▸ Written exercise: Count the lines in the items below that contain the string "edge". Give only the number.

▸ The records:

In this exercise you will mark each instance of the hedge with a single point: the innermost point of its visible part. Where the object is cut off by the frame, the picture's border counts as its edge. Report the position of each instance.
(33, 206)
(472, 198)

---

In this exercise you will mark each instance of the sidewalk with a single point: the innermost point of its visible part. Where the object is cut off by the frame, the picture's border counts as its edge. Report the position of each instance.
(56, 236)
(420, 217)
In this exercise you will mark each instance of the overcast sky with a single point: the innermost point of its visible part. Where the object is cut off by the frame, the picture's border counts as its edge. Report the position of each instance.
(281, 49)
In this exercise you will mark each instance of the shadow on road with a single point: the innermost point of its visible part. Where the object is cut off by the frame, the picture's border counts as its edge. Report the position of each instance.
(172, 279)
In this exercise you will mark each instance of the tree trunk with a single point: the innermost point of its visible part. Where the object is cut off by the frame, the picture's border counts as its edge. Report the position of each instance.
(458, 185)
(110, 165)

▸ Written answer: 5